From: David Brown <david.brown_at_[hidden]>
Date: Thu, 2 Apr 2026 13:48:49 +0200
Thank you for that - it does clarify things for me. It is usually the
case for new C++ features that the initial introduction is somewhat
limited, and later standard versions extend them as details are fleshed
out and both users and implementers get some experience about what is
actually useful in practice, and what people would like to see added.
But it is helpful to hear about what is already in planning.

(I seem to be having a little trouble with my email sending at the
moment. I apologise if that results in any duplicates, or if it only
gets to some of the addressees.)

David


On 02/04/2026 13:04, Jonathan Wakely wrote:
>
>
> On Tue, 31 Mar 2026 at 09:05, Jonathan Wakely <cxx_at_[hidden]
> <mailto:cxx_at_[hidden]>> wrote:
>
>
> And since the version of contracts we have in C++26 only allows them
> to be enabled globally or disabled globally, for the whole program,
> you don't get to choose which API boundaries have checks enabled and
> which don't. So you can't use contract checks as performance hints
> in your code without disabling checks at API boundaries between
> untrusted (or less trusted, or less tested) components.
▬▬▬
Work to do
Can you continue the C++26 contracts email from its last sentence?

Collected data
▬▬▬
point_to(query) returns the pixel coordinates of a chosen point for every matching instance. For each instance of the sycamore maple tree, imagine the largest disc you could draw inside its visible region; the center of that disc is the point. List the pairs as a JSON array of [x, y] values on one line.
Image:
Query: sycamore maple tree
▬▬▬
Answer to this exercise
>
>
> I was asked about this statement off-list, and should clarify what I meant.
>
> Contracts in C++26 do allow an implementation to provide more
> granularity so that different assertions (or different TUs, or different
> libraries) can use different evaluation semantics. But what was
> standardized for C++26 (the Minimum Viable Product of C++ Contracts)
> doesn't provide any syntax or other mechanism for doing that.
>
> So what I wrote isn't really accurate. C++26 does *allow* them to be
> enabled or disabled non-globally, but just allowing it doesn't actually
> make it possible. You can't do it in portable C++26 code. And you can't
> do it in the implementation that's about to ship in GCC 16 (adding
> support for labels as an extension could be added in future, but isn't
> supported today).
>
> So if you absolutely require the ability to use different evaluation
> semantics in different places (and many people do require that), then
> you'll need to wait for C++29 which is expected to provide features for
> doing that. It was always made clear that C++26 contracts would not
> provide every feature on day one, and that some use cases would be
> supported later. They're still useful for other use cases today, just
> not all use cases.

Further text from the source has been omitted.